ECLI:NL:RBMNE:2019:52

Rechtbank Midden-Nederland

Datum uitspraak
2 januari 2019
Publicatiedatum
8 januari 2019
Zaaknummer
C/16/445327 / HL ZA 17-260
Instantie
Rechtbank Midden-Nederland
Type
Uitspraak
Rechtsgebied
Civiel recht
Procedures
  • Eerste aanleg - enkelvoudig
Vindplaatsen
  • Rechtspraak.nl
AI samenvatting door LexboostAutomatisch gegenereerd

Inbreuk op erfdienstbaarheid en recht van overpad

Op 2 januari 2019 heeft de Rechtbank Midden-Nederland een vonnis uitgesproken in een civiele zaak over een erfdienstbaarheid en het recht van overpad. De eiseres, vertegenwoordigd door advocaat mr. M.P.H. van Wezel, heeft een vordering ingediend tegen de gedaagden, vertegenwoordigd door advocaat mr. S.M. van de Weijer, met betrekking tot de toegang tot haar perceel. De rechtbank heeft vastgesteld dat de eiseres niet onbelemmerd toegang heeft tot haar perceel door de parkeerplaats van de gedaagden, wat in strijd is met de erfdienstbaarheid. De rechtbank heeft eerder een tussenvonnis uitgesproken waarin een plaatsopneming was gelast om de situatie ter plaatse te beoordelen. Tijdens deze opneming is gebleken dat de toegang tot het perceel van de eiseres belemmerd wordt door de parkeerplaats van de gedaagden, wat niet in lijn is met de overeengekomen erfdienstbaarheid. De rechtbank heeft geoordeeld dat de gedaagden inbreuk maken op de erfdienstbaarheid door een deel van hun perceel als parkeerplaats te gebruiken. De rechtbank heeft de gedaagden bevolen om ervoor te zorgen dat er een doorgang van ten minste 95 centimeter blijft bestaan voor de eiseres om haar perceel te bereiken. Tevens zijn de gedaagden veroordeeld in de proceskosten van de eiseres, die zijn begroot op € 2.013,31. Het vonnis is uitvoerbaar bij voorraad.

[Aangeleverde gegevens]
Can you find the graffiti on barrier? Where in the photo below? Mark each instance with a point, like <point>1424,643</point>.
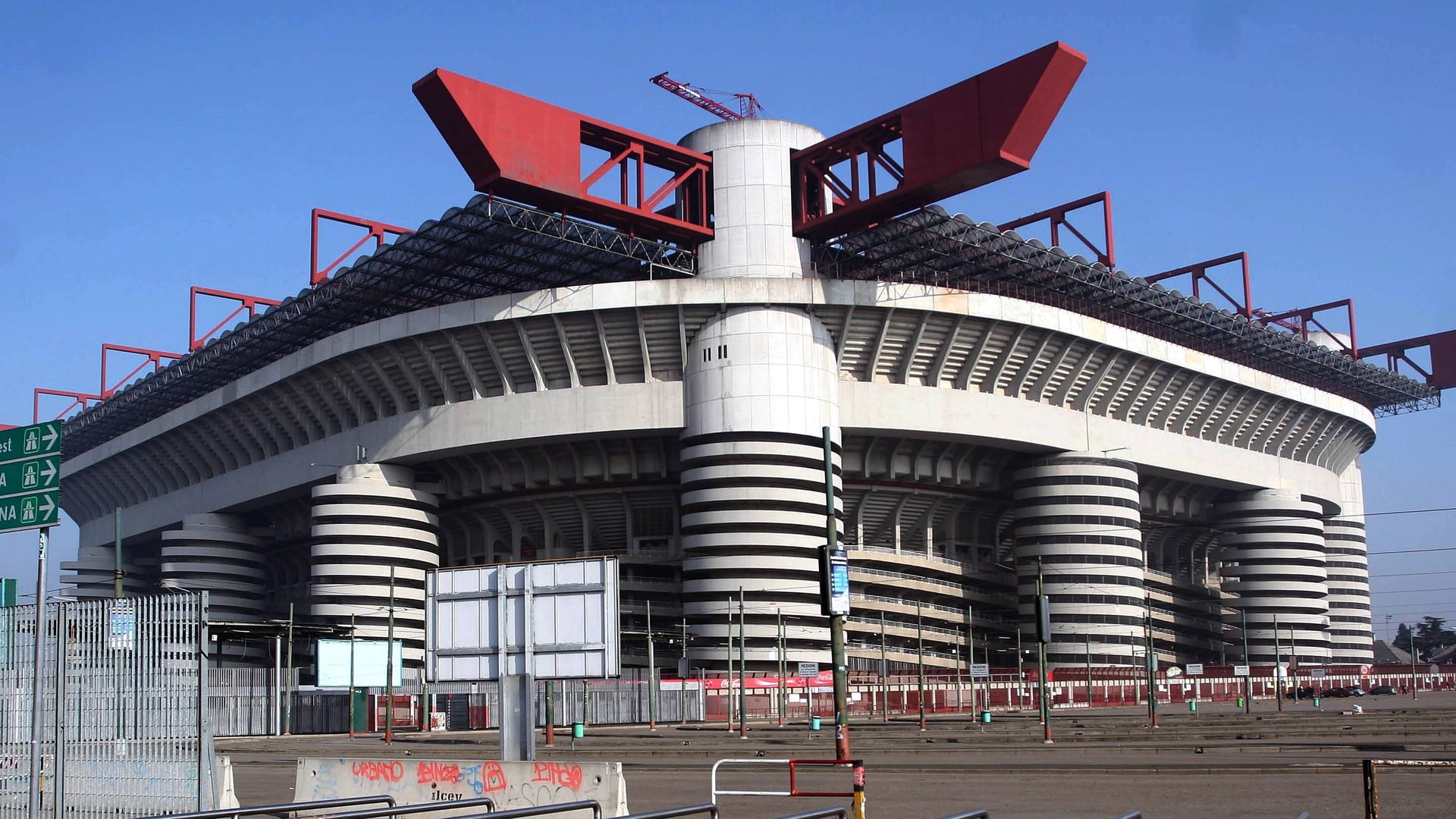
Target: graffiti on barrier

[Wat je doet]
a: Hoe breed moet de doorgang voor de eiseres volgens de tekst over de erfdienstbaarheidszaak minstens blijven?
b: Vervolg de tekst over de erfdienstbaarheidszaak na de laatste zin.

[De resultaten]
a: Ten minste 95 centimeter.

b:
Uitspraak

vonnis

RECHTBANK MIDDEN-NEDERLAND

Civiel recht
handelskamer
locatie Lelystad
zaaknummer / rolnummer: C/16/445327 / HL ZA 17-260
Vonnis van 2 januari 2019
in de zaak van
[eiseres],
wonende te [woonplaats] ,
eiseres,
advocaat mr. M.P.H. van Wezel te Utrecht,
tegen

1.[gedaagde sub 1] ,

wonende te [woonplaats] ,
2.
[gedaagde sub 2],
wonende te [woonplaats] ,
gedaagden,
advocaat mr. S.M. van de Weijer te Amsterdam Zuidoost.
Partijen zullen hierna [eiseres] en [gedaagde sub 1] c.s. genoemd worden. Gedaagden worden afzonderlijk aangeduid als [gedaagde sub 1] en [gedaagde sub 2] .

1.De procedure

1.1.
Het verloop van de procedure blijkt uit:
  • het tussenvonnis van 18 juli 2018
  • het proces-verbaal van opneming van 24 oktober 2018
1.2.
Ten slotte is vonnis bepaald.

2.De verdere beoordeling

2.1.
De rechtbank blijft bij hetgeen reeds is overwogen in het tussenvonnis van 18 juli 2018 (hierna: het tussenvonnis). In het tussenvonnis is een plaatsopneming gelast om een beeld te vormen van de toestand van de erfdienstbaarheid, zodat op de vorderingen van [eiseres] kan worden beslist. [eiseres] is daarbij bevolen om zorg te dragen voor de aanwezigheid van de voertuigen/ middelen die in de akte van vestiging zijn vermeld en een kinderwagen.
2.2.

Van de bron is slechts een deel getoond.